Instructions for the task: Can you repeat all of the rows below word for word, leaving out the pictures?
## Start Listing
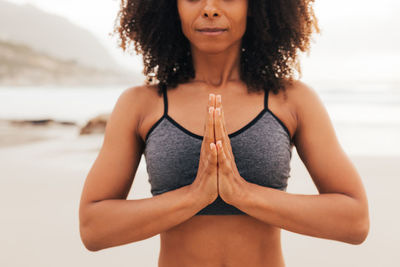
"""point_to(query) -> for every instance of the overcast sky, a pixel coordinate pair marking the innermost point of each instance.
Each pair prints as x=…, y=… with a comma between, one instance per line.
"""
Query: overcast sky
x=98, y=17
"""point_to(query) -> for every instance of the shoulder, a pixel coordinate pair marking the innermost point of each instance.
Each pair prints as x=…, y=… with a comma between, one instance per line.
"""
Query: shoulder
x=132, y=102
x=304, y=101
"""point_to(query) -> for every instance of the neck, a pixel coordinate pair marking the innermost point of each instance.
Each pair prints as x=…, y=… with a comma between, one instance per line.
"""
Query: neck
x=217, y=69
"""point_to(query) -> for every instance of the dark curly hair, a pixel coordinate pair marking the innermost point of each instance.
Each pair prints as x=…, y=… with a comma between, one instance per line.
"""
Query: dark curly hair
x=275, y=31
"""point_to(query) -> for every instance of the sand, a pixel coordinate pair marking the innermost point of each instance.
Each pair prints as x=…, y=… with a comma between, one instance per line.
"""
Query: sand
x=42, y=171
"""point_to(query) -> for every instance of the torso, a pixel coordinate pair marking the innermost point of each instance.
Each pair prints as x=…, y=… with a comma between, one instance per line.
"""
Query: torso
x=218, y=240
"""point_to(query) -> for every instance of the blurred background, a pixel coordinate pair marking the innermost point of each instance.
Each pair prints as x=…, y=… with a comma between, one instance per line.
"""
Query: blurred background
x=61, y=73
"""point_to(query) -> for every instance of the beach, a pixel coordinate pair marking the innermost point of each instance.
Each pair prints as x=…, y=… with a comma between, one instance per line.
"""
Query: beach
x=43, y=169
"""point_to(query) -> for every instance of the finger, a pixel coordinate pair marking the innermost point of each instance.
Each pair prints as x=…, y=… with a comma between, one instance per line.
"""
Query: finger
x=213, y=157
x=210, y=103
x=218, y=126
x=220, y=154
x=209, y=136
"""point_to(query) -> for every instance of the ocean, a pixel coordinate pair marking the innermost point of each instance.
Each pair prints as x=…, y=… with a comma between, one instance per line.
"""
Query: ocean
x=366, y=116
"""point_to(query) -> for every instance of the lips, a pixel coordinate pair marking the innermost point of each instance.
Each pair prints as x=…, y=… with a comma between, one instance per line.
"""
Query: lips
x=211, y=29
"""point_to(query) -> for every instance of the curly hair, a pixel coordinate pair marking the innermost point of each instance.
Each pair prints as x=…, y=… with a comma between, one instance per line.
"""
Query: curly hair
x=275, y=31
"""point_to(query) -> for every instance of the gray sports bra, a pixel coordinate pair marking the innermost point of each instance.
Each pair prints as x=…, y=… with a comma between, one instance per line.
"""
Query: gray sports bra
x=262, y=151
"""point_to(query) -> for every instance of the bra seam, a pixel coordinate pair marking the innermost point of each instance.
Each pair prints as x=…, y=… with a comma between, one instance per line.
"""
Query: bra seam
x=251, y=123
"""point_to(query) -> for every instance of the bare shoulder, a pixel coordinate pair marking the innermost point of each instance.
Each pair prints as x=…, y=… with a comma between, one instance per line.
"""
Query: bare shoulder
x=132, y=104
x=304, y=101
## End Listing
In response:
"""point_to(query) -> for every instance of the overcast sky, a pixel coordinate pair marking the innermost point of each instance.
Each pair prints as x=…, y=… with a comma between, one instance per line.
"""
Query: overcast sky
x=98, y=17
"""point_to(query) -> for every instance of the shoulder, a pixel coordinate pair marking the innermost point of each instance.
Each pair prints as x=…, y=… with a comma between, one instance per line.
"""
Query: shoulder
x=132, y=102
x=304, y=101
"""point_to(query) -> for every instance of the neck, a pixel coordinate pair marking the innermost point of each instance.
Each pair prints as x=…, y=… with a comma between, one instance per line.
"""
Query: neck
x=217, y=69
"""point_to(query) -> for every instance of the dark curly hair, a pixel coordinate pair marking the innermost point of each instance.
Each pair prints as x=…, y=… with a comma between, one instance per line.
"""
Query: dark curly hair
x=275, y=31
"""point_to(query) -> for every instance of the sand, a pixel coordinate pair marking the innermost point of each instance.
Each pair prints as x=…, y=… with a comma between, one instance per line.
"""
Query: sand
x=42, y=171
"""point_to(query) -> for every instance of the torso, a pixel coordinate pair marking the innermost point of each instance.
Each pair prints as x=…, y=… with a comma between, one instance per line.
"""
Query: torso
x=218, y=240
"""point_to(query) -> for every instance of the blurred background, a pixel coordinate pair marking the innermost point of each instance.
Each pair prints as x=…, y=… with a comma between, one instance per line.
"""
Query: blurred background
x=61, y=73
"""point_to(query) -> for every instance of the beach, a pixel coordinate pair marking the innermost point of each instance.
Each pair prints as x=…, y=… with a comma between, one instance per line.
"""
Query: beach
x=43, y=169
"""point_to(query) -> for every instance of the finger, a pixel coordinate pair marking the innermost point of each instance.
Each pair prints as x=…, y=… with a comma between, one instance per line.
"""
Query: finger
x=213, y=157
x=210, y=103
x=218, y=126
x=220, y=154
x=209, y=136
"""point_to(query) -> for every instance of the ocean, a pixel coordinate pair marking the innermost point of each instance.
Each pair prints as x=…, y=… with a comma between, one instance per line.
"""
Query: ocean
x=366, y=116
"""point_to(query) -> for every instance of the lips, a pixel coordinate pair marking the innermost point of each instance.
Each pair prints as x=…, y=… with a comma between, one instance per line.
"""
Query: lips
x=211, y=29
"""point_to(query) -> for every instance of the curly hair, a pixel coordinate pair marking the innermost point of each instance.
Each pair prints as x=…, y=… with a comma between, one instance per line.
"""
Query: curly hair
x=275, y=31
"""point_to(query) -> for every instance of the gray sports bra, a pixel coordinate pair marking the innermost point of each instance.
Each pair prints as x=…, y=… with a comma between, one instance per line.
"""
Query: gray sports bra
x=262, y=151
"""point_to(query) -> for every instance of the bra seam, a pixel coordinate pair marking the innermost point of each instance.
Each pair prints as x=…, y=… with a comma between, one instance per line.
"""
Query: bra seam
x=251, y=123
"""point_to(query) -> for every instance of the bare shoulder, a pixel coordinate pair marking the innermost point of each instance.
Each pair prints as x=…, y=… with a comma between, one instance per line.
"""
Query: bare shoulder
x=132, y=104
x=304, y=101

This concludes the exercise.